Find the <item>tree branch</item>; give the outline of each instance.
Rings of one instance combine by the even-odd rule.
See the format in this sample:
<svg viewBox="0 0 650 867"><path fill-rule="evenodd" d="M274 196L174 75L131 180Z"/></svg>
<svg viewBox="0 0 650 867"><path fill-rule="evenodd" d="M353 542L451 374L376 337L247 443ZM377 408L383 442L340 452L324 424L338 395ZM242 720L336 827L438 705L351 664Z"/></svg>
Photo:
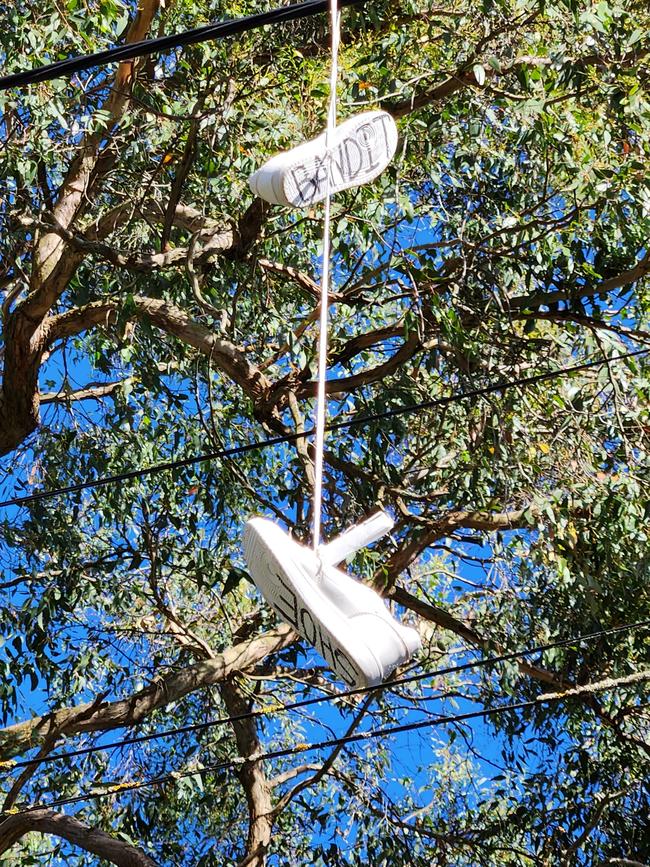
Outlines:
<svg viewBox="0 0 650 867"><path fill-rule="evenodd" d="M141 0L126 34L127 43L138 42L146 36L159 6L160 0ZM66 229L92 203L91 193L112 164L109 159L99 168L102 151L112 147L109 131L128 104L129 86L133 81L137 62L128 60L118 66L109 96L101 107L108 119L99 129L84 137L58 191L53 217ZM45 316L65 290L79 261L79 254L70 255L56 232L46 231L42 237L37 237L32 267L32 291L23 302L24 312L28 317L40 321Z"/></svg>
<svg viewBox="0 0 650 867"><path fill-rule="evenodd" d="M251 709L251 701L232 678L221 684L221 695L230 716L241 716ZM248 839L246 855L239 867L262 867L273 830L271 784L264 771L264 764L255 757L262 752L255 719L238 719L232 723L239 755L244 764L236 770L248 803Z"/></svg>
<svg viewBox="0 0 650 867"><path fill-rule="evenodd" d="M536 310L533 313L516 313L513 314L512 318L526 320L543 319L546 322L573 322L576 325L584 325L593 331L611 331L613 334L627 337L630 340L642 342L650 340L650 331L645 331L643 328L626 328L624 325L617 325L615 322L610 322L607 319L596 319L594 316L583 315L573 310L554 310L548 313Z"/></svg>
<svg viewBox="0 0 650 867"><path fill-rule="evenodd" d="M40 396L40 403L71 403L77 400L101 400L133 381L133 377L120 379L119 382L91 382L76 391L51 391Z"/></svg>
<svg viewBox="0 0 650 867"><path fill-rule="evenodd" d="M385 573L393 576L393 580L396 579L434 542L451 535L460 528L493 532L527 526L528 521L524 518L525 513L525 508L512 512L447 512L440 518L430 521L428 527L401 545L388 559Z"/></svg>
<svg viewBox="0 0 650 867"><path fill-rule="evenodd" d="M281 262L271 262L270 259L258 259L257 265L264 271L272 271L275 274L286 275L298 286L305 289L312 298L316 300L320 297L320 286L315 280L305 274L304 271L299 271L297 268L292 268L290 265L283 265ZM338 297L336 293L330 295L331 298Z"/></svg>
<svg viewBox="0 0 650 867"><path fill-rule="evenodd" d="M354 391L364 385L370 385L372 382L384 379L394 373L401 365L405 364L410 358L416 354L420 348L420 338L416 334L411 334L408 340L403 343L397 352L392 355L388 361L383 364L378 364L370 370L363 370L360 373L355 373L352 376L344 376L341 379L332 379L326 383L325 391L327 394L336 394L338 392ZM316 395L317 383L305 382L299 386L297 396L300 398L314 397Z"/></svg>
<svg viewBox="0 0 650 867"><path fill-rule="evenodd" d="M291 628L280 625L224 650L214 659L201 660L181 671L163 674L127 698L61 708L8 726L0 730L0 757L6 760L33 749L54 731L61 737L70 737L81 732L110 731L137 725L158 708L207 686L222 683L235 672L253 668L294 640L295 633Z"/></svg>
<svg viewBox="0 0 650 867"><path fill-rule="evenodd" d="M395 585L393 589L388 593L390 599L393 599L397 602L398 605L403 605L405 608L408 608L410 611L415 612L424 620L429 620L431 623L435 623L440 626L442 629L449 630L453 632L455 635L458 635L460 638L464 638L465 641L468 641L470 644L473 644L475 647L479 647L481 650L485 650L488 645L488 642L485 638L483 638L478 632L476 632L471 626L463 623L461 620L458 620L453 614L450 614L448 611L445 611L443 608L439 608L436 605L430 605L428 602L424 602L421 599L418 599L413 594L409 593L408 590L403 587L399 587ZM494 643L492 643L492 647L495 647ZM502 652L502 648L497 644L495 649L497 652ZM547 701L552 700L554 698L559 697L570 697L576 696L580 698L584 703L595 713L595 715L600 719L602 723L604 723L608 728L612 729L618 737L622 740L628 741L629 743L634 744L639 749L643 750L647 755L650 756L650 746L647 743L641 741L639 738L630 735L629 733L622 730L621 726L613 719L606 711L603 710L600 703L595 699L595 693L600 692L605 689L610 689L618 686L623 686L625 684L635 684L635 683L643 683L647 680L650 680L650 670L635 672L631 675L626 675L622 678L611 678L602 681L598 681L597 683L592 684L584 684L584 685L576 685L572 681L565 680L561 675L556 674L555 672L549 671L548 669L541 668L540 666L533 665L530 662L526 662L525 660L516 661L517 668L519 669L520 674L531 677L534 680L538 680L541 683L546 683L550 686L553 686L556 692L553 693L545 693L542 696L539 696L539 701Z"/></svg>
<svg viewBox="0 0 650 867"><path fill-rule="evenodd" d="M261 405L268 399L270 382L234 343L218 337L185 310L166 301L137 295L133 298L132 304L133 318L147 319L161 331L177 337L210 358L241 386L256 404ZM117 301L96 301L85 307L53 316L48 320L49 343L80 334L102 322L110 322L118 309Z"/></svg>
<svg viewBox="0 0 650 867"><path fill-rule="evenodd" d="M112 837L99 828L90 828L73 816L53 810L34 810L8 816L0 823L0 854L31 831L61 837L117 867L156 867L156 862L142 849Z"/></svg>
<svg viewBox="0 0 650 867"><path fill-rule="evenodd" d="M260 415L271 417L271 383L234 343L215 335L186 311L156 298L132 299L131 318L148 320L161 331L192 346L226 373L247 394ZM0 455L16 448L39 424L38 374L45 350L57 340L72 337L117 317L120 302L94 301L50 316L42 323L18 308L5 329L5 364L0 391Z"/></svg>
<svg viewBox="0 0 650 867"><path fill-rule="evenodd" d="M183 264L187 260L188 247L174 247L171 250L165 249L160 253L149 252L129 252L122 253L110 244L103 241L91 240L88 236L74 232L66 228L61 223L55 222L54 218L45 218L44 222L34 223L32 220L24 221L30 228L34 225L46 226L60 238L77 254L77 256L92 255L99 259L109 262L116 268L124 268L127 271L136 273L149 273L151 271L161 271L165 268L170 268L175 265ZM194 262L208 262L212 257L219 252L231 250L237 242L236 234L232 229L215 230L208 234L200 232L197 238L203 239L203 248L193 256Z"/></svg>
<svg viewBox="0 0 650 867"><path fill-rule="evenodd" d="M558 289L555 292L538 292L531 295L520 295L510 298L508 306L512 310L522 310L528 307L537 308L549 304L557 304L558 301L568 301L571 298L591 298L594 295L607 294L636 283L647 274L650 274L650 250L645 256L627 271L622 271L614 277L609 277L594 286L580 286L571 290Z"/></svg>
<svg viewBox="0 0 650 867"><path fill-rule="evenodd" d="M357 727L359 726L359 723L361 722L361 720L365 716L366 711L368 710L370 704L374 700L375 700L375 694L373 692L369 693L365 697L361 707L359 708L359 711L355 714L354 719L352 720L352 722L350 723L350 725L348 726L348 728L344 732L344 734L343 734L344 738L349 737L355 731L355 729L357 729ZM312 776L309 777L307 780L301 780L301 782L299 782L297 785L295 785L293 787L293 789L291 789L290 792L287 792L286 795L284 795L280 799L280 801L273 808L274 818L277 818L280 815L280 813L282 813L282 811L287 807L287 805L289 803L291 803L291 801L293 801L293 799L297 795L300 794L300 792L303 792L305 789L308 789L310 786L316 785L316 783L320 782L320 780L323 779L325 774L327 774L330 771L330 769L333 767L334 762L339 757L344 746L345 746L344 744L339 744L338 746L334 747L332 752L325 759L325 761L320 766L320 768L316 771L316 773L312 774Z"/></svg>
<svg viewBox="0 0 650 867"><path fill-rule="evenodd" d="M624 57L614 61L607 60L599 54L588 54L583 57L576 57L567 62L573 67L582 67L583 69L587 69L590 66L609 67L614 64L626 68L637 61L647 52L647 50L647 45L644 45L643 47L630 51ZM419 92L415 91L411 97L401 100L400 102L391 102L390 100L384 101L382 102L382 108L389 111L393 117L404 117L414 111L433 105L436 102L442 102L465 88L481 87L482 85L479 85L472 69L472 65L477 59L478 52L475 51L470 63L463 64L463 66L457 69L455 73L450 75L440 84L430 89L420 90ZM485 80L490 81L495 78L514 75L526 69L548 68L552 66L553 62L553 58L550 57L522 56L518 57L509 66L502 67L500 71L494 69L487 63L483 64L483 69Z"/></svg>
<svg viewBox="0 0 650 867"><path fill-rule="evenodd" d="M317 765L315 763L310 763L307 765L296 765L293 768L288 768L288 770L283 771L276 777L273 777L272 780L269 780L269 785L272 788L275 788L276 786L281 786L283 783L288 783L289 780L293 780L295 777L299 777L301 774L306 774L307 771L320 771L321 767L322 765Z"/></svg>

▸ What you have to do: Where a line above contains the string "instance", copy that line.

▸ Response to the exercise:
Find the <item>tree branch</item>; give the outline of each instance.
Rings of one instance combine by the even-odd rule.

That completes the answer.